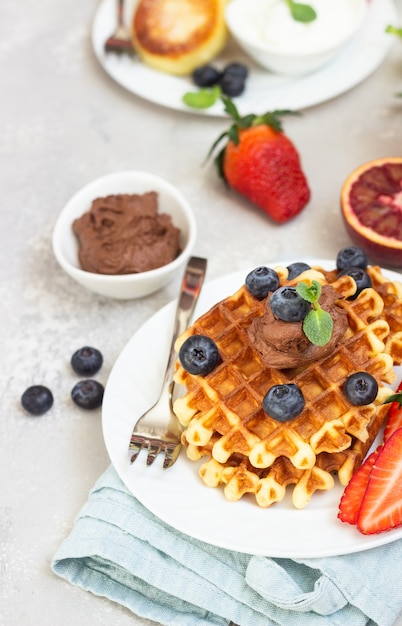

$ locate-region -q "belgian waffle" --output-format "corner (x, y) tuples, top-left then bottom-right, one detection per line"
(174, 267), (402, 508)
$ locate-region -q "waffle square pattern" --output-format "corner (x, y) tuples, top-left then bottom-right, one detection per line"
(174, 266), (402, 509)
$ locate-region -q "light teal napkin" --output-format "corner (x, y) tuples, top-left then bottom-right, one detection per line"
(52, 467), (402, 626)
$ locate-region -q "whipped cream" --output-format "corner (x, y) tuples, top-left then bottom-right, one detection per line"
(231, 0), (363, 54)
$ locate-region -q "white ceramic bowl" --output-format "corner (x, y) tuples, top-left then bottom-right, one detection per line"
(52, 171), (197, 299)
(226, 0), (368, 76)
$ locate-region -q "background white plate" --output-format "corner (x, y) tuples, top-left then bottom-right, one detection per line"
(92, 0), (397, 116)
(102, 259), (402, 558)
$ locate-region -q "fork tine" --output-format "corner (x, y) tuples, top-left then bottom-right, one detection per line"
(163, 443), (181, 469)
(130, 435), (144, 463)
(147, 440), (162, 465)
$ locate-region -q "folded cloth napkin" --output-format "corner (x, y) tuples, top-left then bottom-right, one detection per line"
(52, 467), (402, 626)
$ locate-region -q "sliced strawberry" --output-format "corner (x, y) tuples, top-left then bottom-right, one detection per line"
(338, 446), (382, 524)
(384, 381), (402, 441)
(357, 428), (402, 535)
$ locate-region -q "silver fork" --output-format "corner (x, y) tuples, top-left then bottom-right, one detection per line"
(104, 0), (135, 54)
(128, 257), (207, 469)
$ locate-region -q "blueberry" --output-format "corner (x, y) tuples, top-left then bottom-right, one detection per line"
(192, 64), (221, 87)
(269, 287), (311, 322)
(21, 385), (53, 415)
(262, 383), (304, 422)
(245, 265), (279, 300)
(71, 346), (103, 376)
(338, 267), (372, 300)
(71, 379), (104, 410)
(223, 62), (248, 80)
(220, 74), (246, 98)
(336, 246), (368, 270)
(343, 372), (378, 406)
(287, 261), (311, 280)
(179, 335), (219, 376)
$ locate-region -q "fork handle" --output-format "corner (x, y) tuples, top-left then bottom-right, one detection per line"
(117, 0), (124, 26)
(163, 256), (207, 387)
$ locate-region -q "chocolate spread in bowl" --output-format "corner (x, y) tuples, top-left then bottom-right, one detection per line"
(72, 191), (180, 274)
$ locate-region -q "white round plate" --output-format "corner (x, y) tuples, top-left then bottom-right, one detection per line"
(92, 0), (397, 116)
(102, 259), (402, 558)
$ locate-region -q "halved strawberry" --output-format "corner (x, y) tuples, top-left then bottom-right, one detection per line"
(338, 446), (382, 524)
(384, 380), (402, 441)
(357, 428), (402, 535)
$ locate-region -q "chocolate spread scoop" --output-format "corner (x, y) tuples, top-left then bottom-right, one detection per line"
(248, 285), (348, 369)
(72, 191), (180, 274)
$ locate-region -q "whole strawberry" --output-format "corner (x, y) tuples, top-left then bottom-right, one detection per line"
(210, 96), (310, 222)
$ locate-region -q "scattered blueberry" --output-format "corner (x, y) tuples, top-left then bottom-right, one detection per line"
(220, 63), (248, 97)
(336, 246), (368, 270)
(192, 64), (221, 87)
(269, 287), (311, 322)
(344, 372), (378, 406)
(245, 265), (279, 300)
(179, 335), (219, 376)
(71, 379), (104, 410)
(21, 385), (53, 415)
(192, 63), (248, 97)
(286, 261), (311, 280)
(71, 346), (103, 376)
(262, 383), (304, 422)
(223, 62), (248, 80)
(338, 267), (372, 300)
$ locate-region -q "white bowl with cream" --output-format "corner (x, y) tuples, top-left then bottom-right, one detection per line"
(52, 171), (197, 299)
(226, 0), (368, 76)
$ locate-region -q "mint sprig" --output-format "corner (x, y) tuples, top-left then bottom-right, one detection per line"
(183, 85), (222, 109)
(296, 280), (334, 346)
(384, 391), (402, 406)
(285, 0), (317, 24)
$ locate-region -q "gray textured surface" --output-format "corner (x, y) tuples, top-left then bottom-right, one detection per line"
(0, 0), (402, 626)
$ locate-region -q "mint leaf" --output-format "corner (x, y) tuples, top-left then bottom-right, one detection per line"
(384, 391), (402, 406)
(286, 0), (317, 24)
(303, 309), (334, 346)
(296, 280), (334, 346)
(183, 85), (222, 109)
(385, 25), (402, 37)
(296, 280), (321, 304)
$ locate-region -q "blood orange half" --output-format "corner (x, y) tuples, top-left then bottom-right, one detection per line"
(341, 157), (402, 267)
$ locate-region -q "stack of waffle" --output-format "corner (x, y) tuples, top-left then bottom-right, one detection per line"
(174, 266), (402, 508)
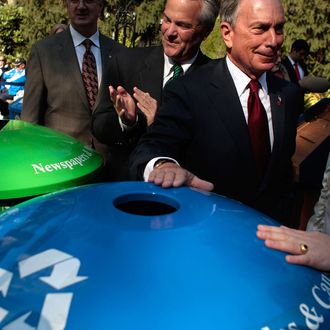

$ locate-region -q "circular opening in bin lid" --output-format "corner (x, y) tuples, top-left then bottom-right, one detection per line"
(113, 194), (180, 216)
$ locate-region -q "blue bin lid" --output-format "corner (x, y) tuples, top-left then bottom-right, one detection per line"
(0, 182), (330, 330)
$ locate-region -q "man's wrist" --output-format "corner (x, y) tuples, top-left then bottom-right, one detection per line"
(154, 158), (178, 169)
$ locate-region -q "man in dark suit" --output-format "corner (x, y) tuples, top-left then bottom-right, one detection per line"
(282, 39), (309, 84)
(22, 0), (124, 160)
(131, 0), (303, 223)
(93, 0), (219, 180)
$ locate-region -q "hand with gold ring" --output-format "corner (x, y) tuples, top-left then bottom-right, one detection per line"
(257, 225), (330, 271)
(300, 243), (308, 254)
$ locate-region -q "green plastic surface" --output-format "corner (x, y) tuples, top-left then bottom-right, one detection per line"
(0, 120), (102, 200)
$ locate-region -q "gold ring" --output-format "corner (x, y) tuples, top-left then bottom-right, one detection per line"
(300, 244), (308, 254)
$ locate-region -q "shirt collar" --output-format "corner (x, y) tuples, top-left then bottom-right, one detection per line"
(226, 56), (268, 97)
(69, 25), (100, 48)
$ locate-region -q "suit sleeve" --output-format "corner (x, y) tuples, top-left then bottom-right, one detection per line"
(130, 81), (193, 180)
(21, 46), (47, 124)
(92, 53), (146, 147)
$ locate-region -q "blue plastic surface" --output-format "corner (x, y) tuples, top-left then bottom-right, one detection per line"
(0, 182), (330, 330)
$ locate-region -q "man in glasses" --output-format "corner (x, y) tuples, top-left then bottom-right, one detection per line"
(22, 0), (123, 160)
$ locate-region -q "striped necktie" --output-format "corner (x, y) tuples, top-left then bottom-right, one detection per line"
(248, 80), (270, 180)
(166, 63), (183, 84)
(294, 62), (301, 81)
(82, 39), (98, 110)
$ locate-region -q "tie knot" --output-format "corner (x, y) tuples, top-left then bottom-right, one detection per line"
(82, 39), (93, 51)
(249, 80), (259, 93)
(173, 63), (183, 78)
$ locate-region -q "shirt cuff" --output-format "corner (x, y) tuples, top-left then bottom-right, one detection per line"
(143, 157), (180, 181)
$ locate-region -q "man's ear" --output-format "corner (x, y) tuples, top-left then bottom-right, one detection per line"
(220, 22), (234, 49)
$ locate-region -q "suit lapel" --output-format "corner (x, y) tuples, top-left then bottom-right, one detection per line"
(261, 74), (285, 188)
(205, 60), (254, 169)
(137, 46), (164, 102)
(58, 29), (89, 111)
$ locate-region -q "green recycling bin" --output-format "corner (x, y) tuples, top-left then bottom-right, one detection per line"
(0, 120), (103, 206)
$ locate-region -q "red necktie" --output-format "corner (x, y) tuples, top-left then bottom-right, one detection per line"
(294, 62), (301, 81)
(248, 80), (270, 179)
(82, 39), (98, 110)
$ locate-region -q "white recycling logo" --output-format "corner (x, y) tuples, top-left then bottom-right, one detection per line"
(0, 249), (87, 330)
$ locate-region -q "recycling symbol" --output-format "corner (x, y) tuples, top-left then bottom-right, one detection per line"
(0, 249), (87, 330)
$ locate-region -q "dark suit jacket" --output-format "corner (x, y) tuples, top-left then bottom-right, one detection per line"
(22, 29), (123, 157)
(131, 59), (303, 224)
(281, 57), (307, 84)
(93, 46), (210, 180)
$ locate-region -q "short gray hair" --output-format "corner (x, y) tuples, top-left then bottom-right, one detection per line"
(220, 0), (241, 26)
(200, 0), (220, 31)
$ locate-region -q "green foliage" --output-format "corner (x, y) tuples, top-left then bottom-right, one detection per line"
(201, 18), (226, 58)
(0, 0), (330, 79)
(0, 5), (25, 57)
(17, 0), (68, 55)
(282, 0), (330, 79)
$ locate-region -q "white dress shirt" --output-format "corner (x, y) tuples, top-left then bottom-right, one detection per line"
(69, 25), (102, 87)
(226, 56), (274, 148)
(288, 55), (305, 79)
(143, 56), (274, 181)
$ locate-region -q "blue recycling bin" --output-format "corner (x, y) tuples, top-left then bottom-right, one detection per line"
(8, 97), (23, 119)
(0, 182), (330, 330)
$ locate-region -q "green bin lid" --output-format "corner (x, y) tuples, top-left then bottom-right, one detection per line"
(0, 120), (103, 200)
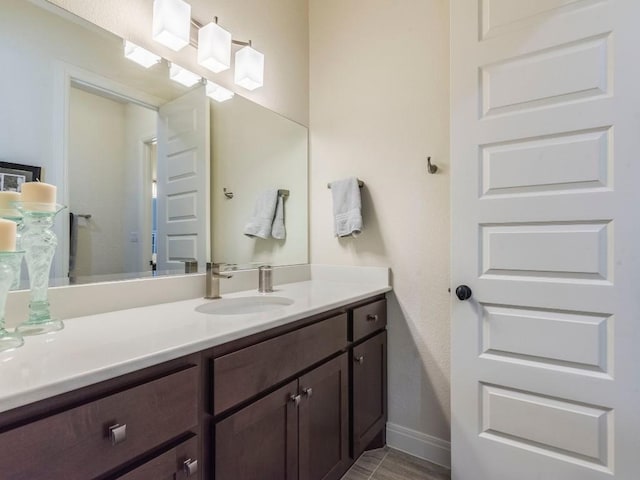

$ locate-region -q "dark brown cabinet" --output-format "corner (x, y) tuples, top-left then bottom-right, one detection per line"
(0, 357), (200, 480)
(351, 330), (387, 459)
(214, 381), (298, 480)
(0, 296), (386, 480)
(298, 353), (349, 480)
(117, 438), (200, 480)
(214, 353), (349, 480)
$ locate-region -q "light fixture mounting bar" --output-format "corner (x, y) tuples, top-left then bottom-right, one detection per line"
(189, 17), (251, 48)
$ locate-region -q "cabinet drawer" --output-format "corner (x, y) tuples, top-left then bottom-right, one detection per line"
(118, 437), (202, 480)
(211, 313), (347, 415)
(351, 299), (387, 342)
(0, 366), (199, 480)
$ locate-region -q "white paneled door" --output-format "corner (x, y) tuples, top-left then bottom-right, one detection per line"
(157, 86), (210, 271)
(451, 0), (640, 480)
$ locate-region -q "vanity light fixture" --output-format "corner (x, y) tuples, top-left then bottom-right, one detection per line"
(198, 17), (231, 73)
(205, 80), (235, 102)
(124, 40), (161, 68)
(234, 41), (264, 90)
(152, 0), (191, 52)
(169, 63), (202, 87)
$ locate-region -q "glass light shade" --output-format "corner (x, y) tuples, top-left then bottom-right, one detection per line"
(169, 63), (201, 87)
(234, 47), (264, 90)
(152, 0), (191, 51)
(205, 82), (235, 102)
(124, 40), (160, 68)
(198, 23), (231, 73)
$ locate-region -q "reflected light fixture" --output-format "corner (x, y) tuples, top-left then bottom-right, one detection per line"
(234, 41), (264, 90)
(198, 17), (231, 73)
(124, 40), (161, 68)
(205, 80), (235, 102)
(169, 63), (202, 87)
(152, 0), (191, 51)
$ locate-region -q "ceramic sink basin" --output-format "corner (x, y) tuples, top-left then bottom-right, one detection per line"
(196, 295), (293, 315)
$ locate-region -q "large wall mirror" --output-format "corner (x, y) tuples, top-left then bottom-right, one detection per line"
(0, 0), (308, 285)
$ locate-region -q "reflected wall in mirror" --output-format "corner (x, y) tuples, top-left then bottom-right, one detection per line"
(0, 0), (307, 284)
(211, 95), (308, 265)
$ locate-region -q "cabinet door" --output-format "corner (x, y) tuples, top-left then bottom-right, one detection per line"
(352, 331), (387, 458)
(215, 381), (300, 480)
(299, 353), (349, 480)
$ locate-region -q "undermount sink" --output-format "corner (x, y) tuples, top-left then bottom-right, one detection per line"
(196, 295), (293, 315)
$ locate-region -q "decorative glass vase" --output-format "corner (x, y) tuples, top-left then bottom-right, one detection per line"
(15, 202), (65, 335)
(0, 251), (24, 352)
(0, 209), (24, 290)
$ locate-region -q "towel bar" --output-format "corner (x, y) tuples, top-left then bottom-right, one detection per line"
(327, 180), (364, 188)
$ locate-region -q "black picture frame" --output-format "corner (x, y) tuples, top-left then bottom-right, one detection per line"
(0, 162), (42, 192)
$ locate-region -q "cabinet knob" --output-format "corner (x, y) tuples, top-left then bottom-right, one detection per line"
(182, 458), (198, 477)
(109, 423), (127, 445)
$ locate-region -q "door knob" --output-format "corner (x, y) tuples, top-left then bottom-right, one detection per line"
(456, 285), (473, 300)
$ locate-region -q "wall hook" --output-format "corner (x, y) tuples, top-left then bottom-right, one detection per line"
(427, 157), (438, 174)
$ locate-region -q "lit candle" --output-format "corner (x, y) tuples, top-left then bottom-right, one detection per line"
(21, 182), (57, 210)
(0, 218), (17, 252)
(0, 192), (20, 217)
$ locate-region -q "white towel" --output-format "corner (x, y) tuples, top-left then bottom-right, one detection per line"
(330, 177), (362, 237)
(271, 195), (287, 240)
(244, 189), (278, 238)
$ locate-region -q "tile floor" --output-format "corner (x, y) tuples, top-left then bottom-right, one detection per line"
(342, 447), (451, 480)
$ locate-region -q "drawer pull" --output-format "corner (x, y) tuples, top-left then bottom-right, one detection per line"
(109, 423), (127, 445)
(182, 458), (198, 477)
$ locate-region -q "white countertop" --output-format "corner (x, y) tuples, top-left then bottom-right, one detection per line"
(0, 279), (391, 412)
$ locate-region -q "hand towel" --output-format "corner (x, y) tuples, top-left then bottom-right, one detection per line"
(244, 189), (278, 238)
(271, 195), (287, 240)
(330, 177), (362, 237)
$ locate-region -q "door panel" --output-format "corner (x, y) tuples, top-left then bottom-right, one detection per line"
(451, 0), (640, 480)
(157, 87), (210, 271)
(215, 381), (298, 480)
(299, 353), (349, 480)
(352, 331), (387, 459)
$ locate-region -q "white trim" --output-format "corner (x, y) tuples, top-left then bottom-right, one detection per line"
(387, 423), (451, 468)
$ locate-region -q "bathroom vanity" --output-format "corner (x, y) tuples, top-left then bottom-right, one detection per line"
(0, 281), (389, 480)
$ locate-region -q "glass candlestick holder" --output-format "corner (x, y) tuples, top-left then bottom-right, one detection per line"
(0, 208), (24, 290)
(0, 251), (24, 352)
(14, 202), (66, 335)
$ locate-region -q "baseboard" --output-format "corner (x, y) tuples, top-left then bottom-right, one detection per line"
(387, 423), (451, 468)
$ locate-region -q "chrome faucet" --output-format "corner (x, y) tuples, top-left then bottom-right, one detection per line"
(204, 262), (232, 300)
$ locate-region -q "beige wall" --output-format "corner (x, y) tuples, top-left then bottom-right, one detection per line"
(68, 88), (157, 277)
(43, 0), (309, 125)
(309, 0), (449, 462)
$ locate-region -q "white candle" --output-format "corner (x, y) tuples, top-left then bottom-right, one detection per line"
(21, 182), (57, 210)
(0, 218), (17, 252)
(0, 192), (20, 212)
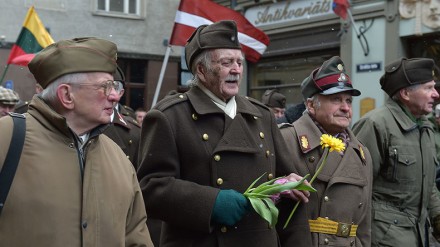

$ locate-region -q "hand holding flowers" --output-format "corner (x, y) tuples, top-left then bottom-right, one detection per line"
(283, 134), (345, 229)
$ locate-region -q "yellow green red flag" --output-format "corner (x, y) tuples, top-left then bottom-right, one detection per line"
(6, 6), (54, 66)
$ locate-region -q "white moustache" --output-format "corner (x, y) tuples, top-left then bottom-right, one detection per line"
(226, 75), (240, 81)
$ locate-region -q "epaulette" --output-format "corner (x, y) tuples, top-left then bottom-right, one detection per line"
(278, 123), (293, 129)
(153, 93), (188, 111)
(245, 96), (269, 109)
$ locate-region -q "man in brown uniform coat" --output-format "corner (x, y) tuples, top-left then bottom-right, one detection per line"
(279, 57), (372, 247)
(138, 21), (307, 247)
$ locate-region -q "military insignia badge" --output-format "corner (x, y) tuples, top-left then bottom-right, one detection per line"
(338, 64), (344, 71)
(359, 145), (365, 161)
(300, 135), (310, 151)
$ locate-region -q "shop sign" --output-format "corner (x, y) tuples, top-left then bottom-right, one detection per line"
(356, 62), (381, 72)
(245, 0), (334, 27)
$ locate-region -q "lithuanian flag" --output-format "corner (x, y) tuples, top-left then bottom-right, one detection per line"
(6, 6), (54, 66)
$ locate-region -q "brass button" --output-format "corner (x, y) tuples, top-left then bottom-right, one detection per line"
(202, 133), (209, 141)
(214, 154), (220, 161)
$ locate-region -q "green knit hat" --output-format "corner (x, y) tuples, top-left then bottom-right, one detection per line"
(380, 58), (434, 96)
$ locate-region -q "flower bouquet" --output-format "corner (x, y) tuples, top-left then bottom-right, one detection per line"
(243, 174), (316, 227)
(283, 134), (345, 229)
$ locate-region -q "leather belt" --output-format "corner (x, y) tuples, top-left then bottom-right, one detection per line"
(309, 217), (358, 238)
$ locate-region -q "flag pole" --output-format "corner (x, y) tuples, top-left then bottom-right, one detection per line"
(0, 64), (9, 85)
(151, 45), (171, 108)
(347, 9), (370, 56)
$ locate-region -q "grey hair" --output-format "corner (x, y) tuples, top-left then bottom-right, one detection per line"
(391, 84), (422, 102)
(41, 73), (88, 103)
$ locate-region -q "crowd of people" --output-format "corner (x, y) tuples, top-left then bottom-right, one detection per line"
(0, 21), (440, 247)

**Exercise prompt**
How many of the lines above contain the string "light"? Reply with the number alone.

**Task answer**
5